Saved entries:
======
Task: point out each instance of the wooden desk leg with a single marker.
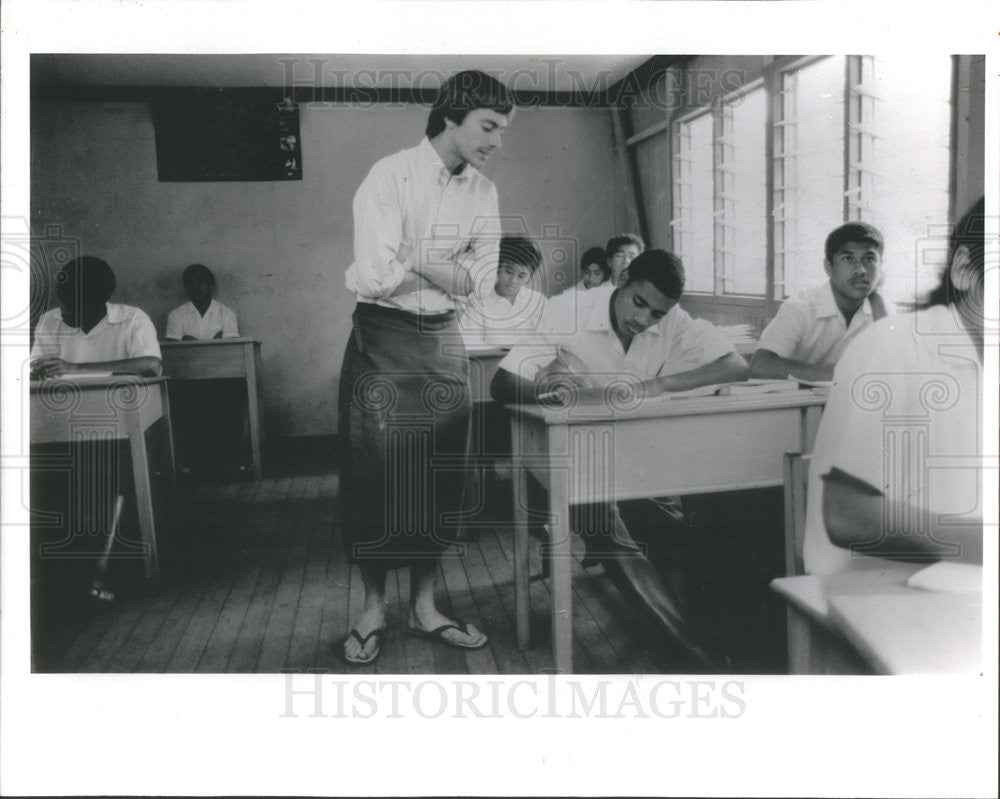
(143, 494)
(253, 410)
(171, 462)
(522, 603)
(560, 555)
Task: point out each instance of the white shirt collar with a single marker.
(433, 160)
(827, 305)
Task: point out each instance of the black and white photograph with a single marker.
(353, 394)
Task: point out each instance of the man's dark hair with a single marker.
(617, 242)
(88, 278)
(596, 255)
(198, 272)
(520, 251)
(853, 231)
(464, 92)
(661, 268)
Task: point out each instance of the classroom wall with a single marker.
(280, 249)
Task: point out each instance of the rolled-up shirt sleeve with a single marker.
(786, 330)
(378, 233)
(141, 340)
(484, 255)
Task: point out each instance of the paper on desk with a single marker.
(701, 391)
(949, 577)
(758, 386)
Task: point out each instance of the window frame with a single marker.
(770, 78)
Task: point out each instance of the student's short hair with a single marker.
(520, 251)
(661, 268)
(596, 255)
(198, 271)
(853, 231)
(617, 242)
(90, 276)
(464, 92)
(970, 232)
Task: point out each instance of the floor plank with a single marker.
(256, 581)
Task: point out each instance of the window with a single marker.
(741, 195)
(809, 171)
(759, 177)
(694, 210)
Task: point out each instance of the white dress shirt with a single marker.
(186, 321)
(496, 321)
(904, 416)
(809, 327)
(411, 209)
(124, 332)
(581, 323)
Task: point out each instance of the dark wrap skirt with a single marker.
(404, 411)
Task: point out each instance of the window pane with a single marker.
(902, 170)
(653, 161)
(693, 204)
(809, 179)
(742, 195)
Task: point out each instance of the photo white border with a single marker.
(110, 734)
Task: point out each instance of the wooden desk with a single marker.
(483, 365)
(122, 407)
(222, 358)
(868, 620)
(590, 453)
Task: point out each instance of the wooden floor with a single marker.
(254, 580)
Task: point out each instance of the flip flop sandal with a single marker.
(437, 635)
(338, 646)
(100, 592)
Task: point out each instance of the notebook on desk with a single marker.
(949, 577)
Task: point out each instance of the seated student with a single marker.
(916, 377)
(621, 251)
(810, 331)
(639, 335)
(86, 333)
(595, 269)
(210, 419)
(202, 317)
(502, 317)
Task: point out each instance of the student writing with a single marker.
(89, 333)
(202, 317)
(635, 335)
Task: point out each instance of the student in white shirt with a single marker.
(595, 269)
(503, 316)
(426, 227)
(87, 333)
(210, 417)
(203, 317)
(897, 462)
(631, 336)
(621, 251)
(811, 330)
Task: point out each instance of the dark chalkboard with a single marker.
(219, 134)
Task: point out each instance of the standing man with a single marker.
(426, 230)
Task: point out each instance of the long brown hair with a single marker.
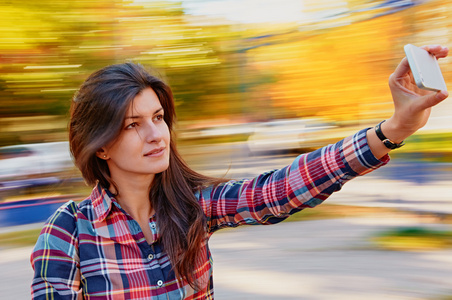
(97, 113)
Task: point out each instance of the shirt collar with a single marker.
(102, 200)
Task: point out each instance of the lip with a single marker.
(155, 152)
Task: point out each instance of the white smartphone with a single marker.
(425, 69)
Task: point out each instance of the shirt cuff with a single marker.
(358, 156)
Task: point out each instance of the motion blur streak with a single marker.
(255, 82)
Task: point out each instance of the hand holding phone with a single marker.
(425, 69)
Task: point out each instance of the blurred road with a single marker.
(327, 259)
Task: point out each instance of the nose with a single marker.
(153, 133)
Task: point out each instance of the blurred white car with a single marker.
(34, 160)
(287, 134)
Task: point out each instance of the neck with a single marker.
(134, 196)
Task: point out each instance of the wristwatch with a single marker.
(387, 142)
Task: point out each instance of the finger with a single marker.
(433, 99)
(437, 50)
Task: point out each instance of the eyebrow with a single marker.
(137, 117)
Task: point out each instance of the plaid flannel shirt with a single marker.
(95, 250)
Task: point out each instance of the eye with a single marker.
(132, 125)
(159, 117)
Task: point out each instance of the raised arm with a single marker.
(412, 105)
(271, 197)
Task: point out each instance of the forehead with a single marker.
(145, 102)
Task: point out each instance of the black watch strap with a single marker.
(387, 142)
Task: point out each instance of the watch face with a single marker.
(391, 145)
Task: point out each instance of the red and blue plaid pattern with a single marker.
(95, 250)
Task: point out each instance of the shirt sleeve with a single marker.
(55, 257)
(273, 196)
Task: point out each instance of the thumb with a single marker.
(433, 99)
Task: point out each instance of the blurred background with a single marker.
(255, 83)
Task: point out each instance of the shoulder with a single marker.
(64, 220)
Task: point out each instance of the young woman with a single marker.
(143, 232)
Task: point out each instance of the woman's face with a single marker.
(143, 146)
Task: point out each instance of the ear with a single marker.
(102, 154)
======
• _Your assignment_: Could the lines above be copied out exactly, with no image carried over?

• _Response_:
Task: point out each instance of the wooden desk leg with a single marker.
(143, 494)
(253, 410)
(171, 462)
(522, 603)
(560, 555)
Task: point out each instance of the white shirt collar with a single marker.
(433, 160)
(827, 305)
Task: point out each instance of the black and white photograph with a single marker.
(353, 394)
Task: point out each instance of the man's dark hair with a single marker.
(617, 242)
(88, 278)
(596, 255)
(198, 272)
(520, 251)
(853, 231)
(464, 92)
(661, 268)
Task: point out each instance of the classroom wall with a single marker.
(280, 249)
Task: point out each instance of the rolled-up shirt sleeve with a single marker.
(786, 330)
(378, 233)
(141, 340)
(484, 255)
Task: point out each instance of the paper on desk with a single marker.
(701, 391)
(949, 577)
(758, 386)
Task: point out each instance of the window frame with a single marker.
(770, 78)
Task: point out each instance of the student's short hair with a single marker.
(520, 251)
(661, 268)
(596, 255)
(198, 271)
(853, 231)
(617, 242)
(90, 276)
(464, 92)
(970, 232)
Task: point out each instance of the floor plank with a single marker.
(256, 581)
Task: point out each instance of the window with a single marker.
(741, 195)
(809, 171)
(759, 177)
(694, 210)
Task: point out each instance of the white dress shirt with a single marker.
(186, 321)
(496, 321)
(904, 416)
(809, 327)
(411, 209)
(124, 332)
(581, 323)
Task: point out each instance of the dark wrap skirt with a single marker.
(404, 411)
Task: point out each instance of the window pane with a single marker.
(902, 170)
(653, 161)
(693, 204)
(809, 179)
(742, 195)
Task: point out each instance of the photo white border with a single marker.
(110, 734)
Task: point out each instance of the wooden desk with a single marker.
(483, 365)
(122, 407)
(222, 358)
(868, 620)
(590, 453)
Task: point out each instance of the wooden floor with a single marker.
(254, 580)
Task: point out each instance of the flip flop sandal with a single marker.
(437, 635)
(338, 646)
(100, 592)
Task: point out each instance of the notebook on desk with a single marker.
(949, 577)
Task: point out each instance of the seated student with a single marker.
(916, 377)
(621, 251)
(810, 331)
(639, 335)
(86, 333)
(595, 269)
(210, 419)
(202, 317)
(502, 317)
Task: point out each instance of the student writing with a single marker.
(89, 333)
(202, 317)
(635, 335)
Task: point out each instance of the student in white shirt with a single marker.
(595, 269)
(503, 316)
(426, 227)
(87, 333)
(210, 417)
(203, 317)
(897, 462)
(631, 336)
(621, 251)
(811, 330)
Task: point out each instance of the dark chalkboard with a single marker.
(219, 134)
Task: point out each instance of the standing man with a single marker.
(426, 230)
Task: point out each instance of the long brown hair with a single marker.
(97, 113)
Task: point out each instance of the shirt collar with a single marker.
(102, 200)
Task: point out each instance of the lip with a single marker.
(155, 152)
Task: point out each instance of the white smartphone with a single marker.
(425, 69)
Task: point out each instance of the shirt cuff with a single marker.
(358, 156)
Task: point out each instance of the motion blur streak with a single marker.
(255, 82)
Task: point out each instance of the hand holding phone with a single marker.
(425, 69)
Task: point out each instance of the blurred road with a single marker.
(327, 259)
Task: point out each instance of the nose with a single marker.
(153, 133)
Task: point out each instance of the blurred white car with a single marker.
(34, 160)
(287, 134)
Task: point out each instance of the neck with a single marker.
(134, 196)
Task: point out each instance of the wristwatch with a single marker.
(387, 142)
Task: point out each instance of the finger with a single marker.
(433, 99)
(437, 50)
Task: point out each instance of the eyebrow with a single marker.
(137, 117)
Task: point out each instance of the plaid flannel shirt with a single marker.
(95, 250)
Task: point out each instance of the eye with a single marker.
(132, 125)
(159, 117)
Task: point out each instance of the raised arm with a single marker.
(412, 105)
(271, 197)
Task: point out each instance of the forehead with a single marker.
(145, 102)
Task: point out each instance of the black watch strap with a single marker.
(387, 142)
Task: point out each instance of the watch face with a single marker.
(391, 145)
Task: point out each instance of the red and blue plaid pattern with a single marker.
(95, 250)
Task: point out each instance of the shirt sleeve with a single marker.
(55, 257)
(273, 196)
Task: point out each instance of the thumb with a single marker.
(433, 99)
Task: point out each instance of the blurred background with a single marker.
(255, 83)
Task: point out each instance of the shoulder with a single marker.
(64, 220)
Task: point out each instance of the young woman with a single marker.
(143, 232)
Task: point out each instance of the woman's face with a single marker.
(143, 146)
Task: point out each instance of the ear with a single marker.
(102, 154)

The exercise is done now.